Brief: Render every line below as a Markdown table with two columns, Row for the row number and Line for the line, omitting any blank lines. Leave the pictures out of the table.

(Portion of a data file)

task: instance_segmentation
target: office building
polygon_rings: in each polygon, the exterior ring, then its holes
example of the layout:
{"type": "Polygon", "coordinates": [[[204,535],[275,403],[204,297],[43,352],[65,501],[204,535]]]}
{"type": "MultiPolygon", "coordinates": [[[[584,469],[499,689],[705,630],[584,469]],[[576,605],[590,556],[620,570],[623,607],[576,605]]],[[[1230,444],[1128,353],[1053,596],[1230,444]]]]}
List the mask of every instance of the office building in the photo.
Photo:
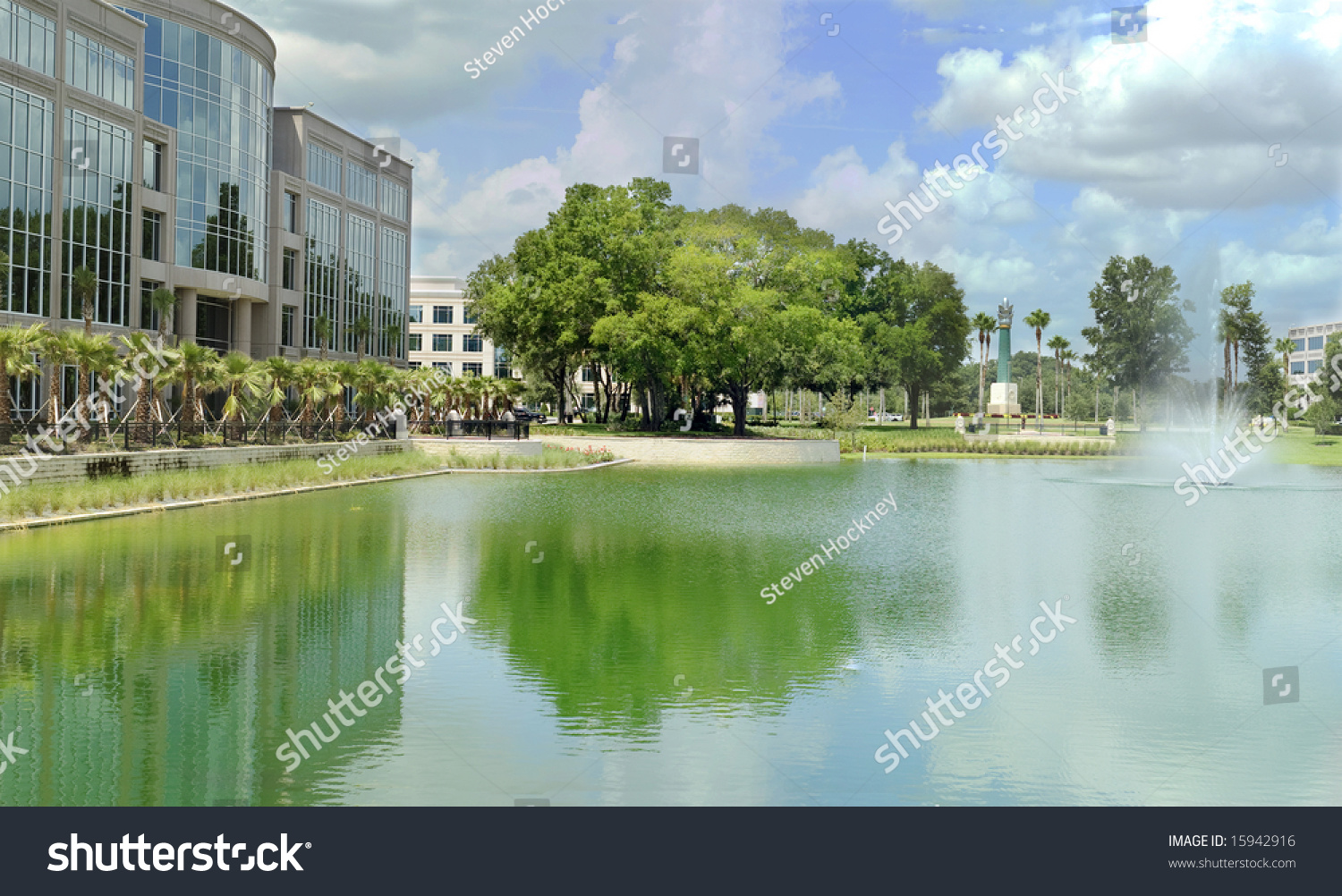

Task answer:
| Row | Line |
|---|---|
| 1 | task: instance_segmentation |
| 2 | target: office building |
| 3 | polygon_rings: in each polygon, the exterior ring, then its holes |
| 4 | example of the layout: |
| 5 | {"type": "Polygon", "coordinates": [[[204,535],[275,403],[204,297],[43,352],[65,501],[204,535]]]} |
| 6 | {"type": "MultiPolygon", "coordinates": [[[[584,469],[499,689],[705,630],[584,469]],[[576,605],[590,556],[620,570],[623,607],[576,605]]],[[[1230,444],[1128,353],[1053,596],[1230,444]]]]} |
| 7 | List the mask of every instance of the office building in the photo. |
| 8 | Photo: |